TEXTO MOSTRADO:

==================================================

El cabecilla de de Los Franceses no quiere olvidarse de nombres vitales en el ambiente de la época que no suelen salir a la palestra. Cita a Antonio Gastón, primer propietario de El Sol. Con sus hermanos y sobrinos compró el restaurante Tranquilino, uno de los más lujosos de la capital, y lo transformó en un espacio de referencia en la contracultura madrileña. También de una cultura menos contracultural, ya que como relata Juanma personalidades conocidas a nivel mundial aprovechaban sus visitas a la ciudad para dejarse caer por el garito.

==================================================

DATOS SIN PROCESAR:
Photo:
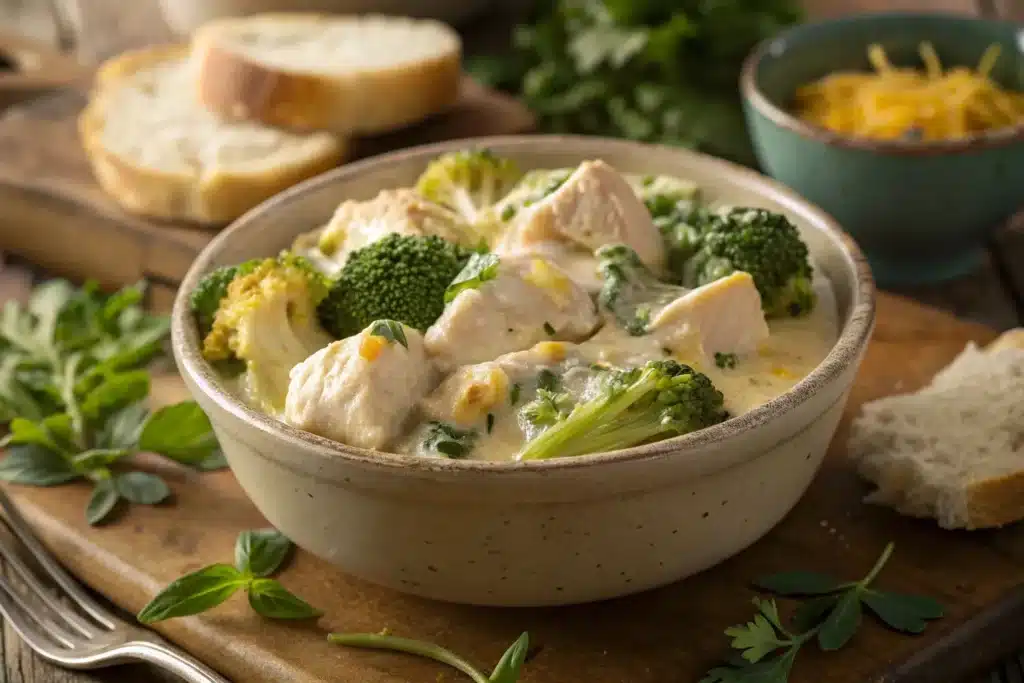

==================================================

PROBLEMA 1: Según el texto sobre El Sol, ¿quién fue su primer propietario?
PROBLEMA 2: Enumera todos los nombres propios que aparecen en el texto sobre El Sol.
PROBLEMA 3: Escribe la continuación del texto sobre El Sol a partir de su última oración.

RESULTADO DEL EJERCICIO 1: Antonio Gastón.

RESULTADO DEL EJERCICIO 2: Los Franceses, Antonio Gastón, El Sol, Tranquilino, Juanma

RESULTADO DEL EJERCICIO 3:
Leyendas con trazas de realidad

“Hay muchas historia que la gente ha desvirtuado y se ha creado una mentira o manipulación de la realidad”, dice este icono rocker sobre los grandes hitos y mitos de la época. Se refiere, por ejemplo, a una de las famosas peleas entre rockers y mods, uno de tantos líos en torno a la turbulenta sala Rock-Ola: “Se nos acusó a nosotros de iniciarla y fue al contrario. Ellos se metieron con unos rockerines quinceañeros que según decían le habían levantado las faldas a sus chicas. Los mods nos tiraron de todo, desde vasos y botellas a sus propias cazadoras. Entonces nosotros nos quitamos los cinturones y fuimos a cargar contra ellos. Salieron corriendo porque no imaginaban que unos cuantos locos íbamos a ir contra ochenta o cien”.

Pero esta mítica movida de la Movida tiene componentes aún más peliculeros. “Mi novia de aquella época estaba en las filas enemigas: era mod”, recuerda Juanma entre las risas del público. “Sus hermanos y amigos le preguntaban que cómo podía salir conmigo, pero fue una historia bonita. Un amor tipo Romeo y Julieta”, añade. Aunque con tanta violencia callejera de por medio a la mente viene más bien West Side Story.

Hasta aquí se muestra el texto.